====== GIVEN ENTRIES

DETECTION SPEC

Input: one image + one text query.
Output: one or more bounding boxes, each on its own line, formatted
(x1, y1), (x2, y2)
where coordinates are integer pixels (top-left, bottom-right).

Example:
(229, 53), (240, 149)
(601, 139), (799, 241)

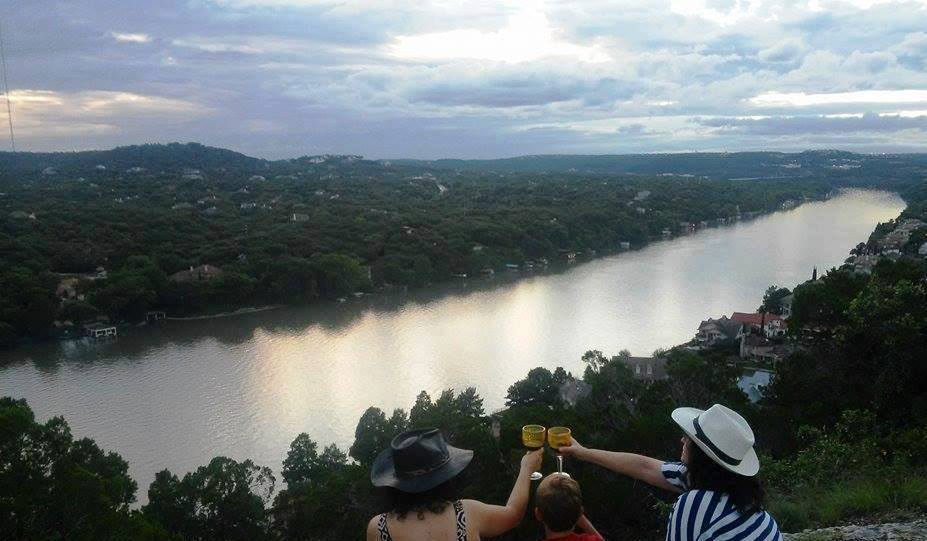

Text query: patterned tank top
(377, 500), (468, 541)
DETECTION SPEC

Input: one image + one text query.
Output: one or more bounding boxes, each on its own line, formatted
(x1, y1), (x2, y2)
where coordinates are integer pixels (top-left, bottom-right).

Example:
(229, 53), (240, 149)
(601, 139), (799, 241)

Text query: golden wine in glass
(548, 426), (572, 477)
(522, 424), (546, 481)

============

TASK DESCRIPTION: Return the data above unchanged. Pictures are not part of the copy.

OUTPUT BELOW:
DETECTION SPEC

Input: one image + one text query.
Output: one or more bounding boxes, each on its own line, formatted
(x1, y1), (x2, y2)
where coordinates are integer pixels (top-left, bottom-right).

Example:
(229, 53), (240, 149)
(601, 139), (799, 241)


Text query: patterned tank top
(377, 500), (468, 541)
DETECTION SPEC

Input: one image + one text query.
Output: one or more bounding boxes, each on its own line, formatted
(x1, y1), (x2, y2)
where coordinates are integer pixels (top-left, bottom-right).

Example:
(229, 53), (240, 149)
(601, 139), (799, 241)

Text query: golden wine in glass
(548, 426), (572, 477)
(522, 424), (546, 481)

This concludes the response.